• **Work to be completed**
Output the listing word for word, minus images.

• **Data**
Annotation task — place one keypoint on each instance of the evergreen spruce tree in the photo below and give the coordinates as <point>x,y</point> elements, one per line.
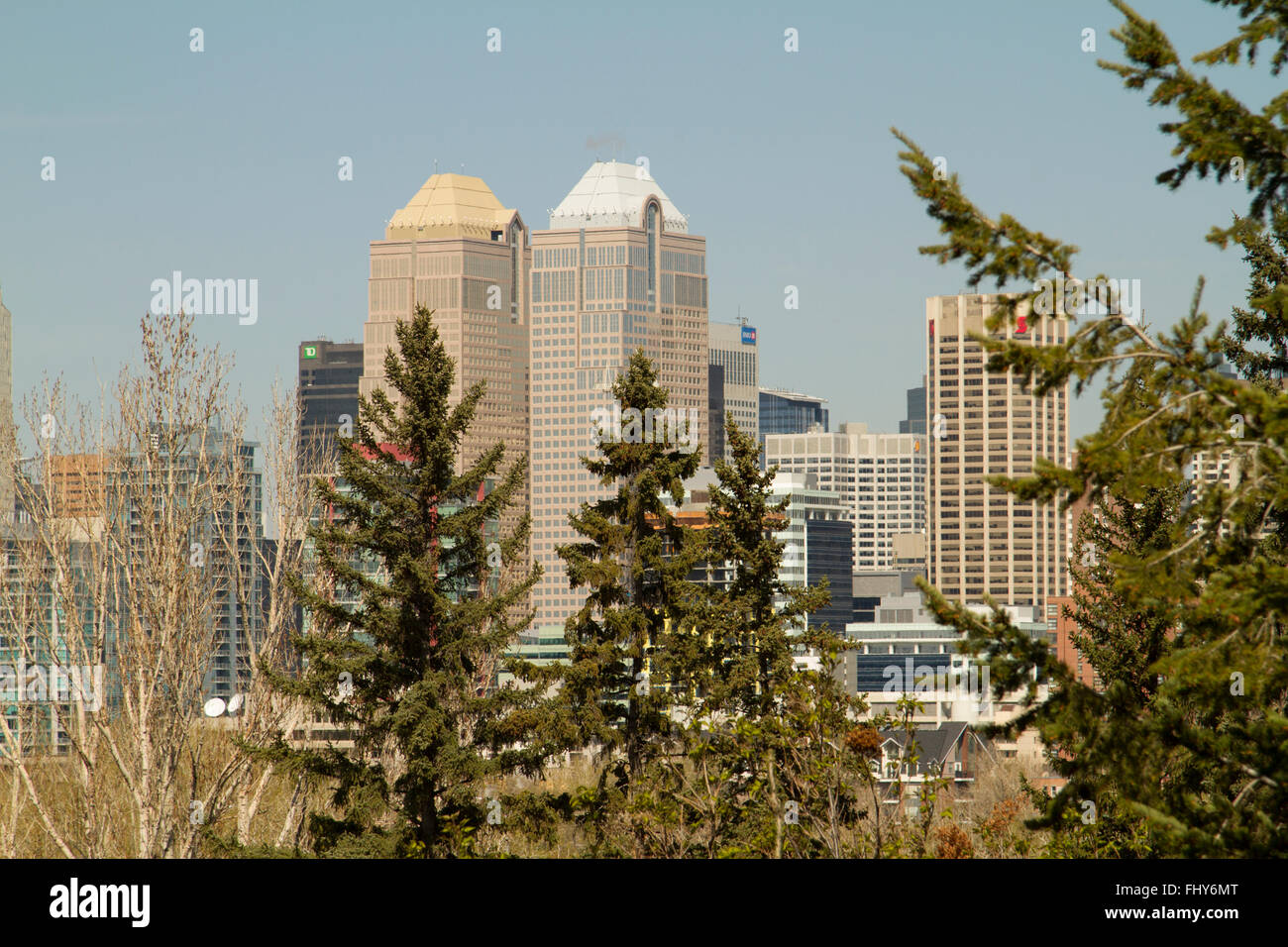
<point>1201,759</point>
<point>763,767</point>
<point>634,565</point>
<point>399,671</point>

• **Problem solution**
Annotation task — place one keypoint on each instance of the evergreen spruce tree in the photo below and give the coordinates as <point>x,y</point> elements, one per line.
<point>1201,759</point>
<point>763,767</point>
<point>634,565</point>
<point>399,671</point>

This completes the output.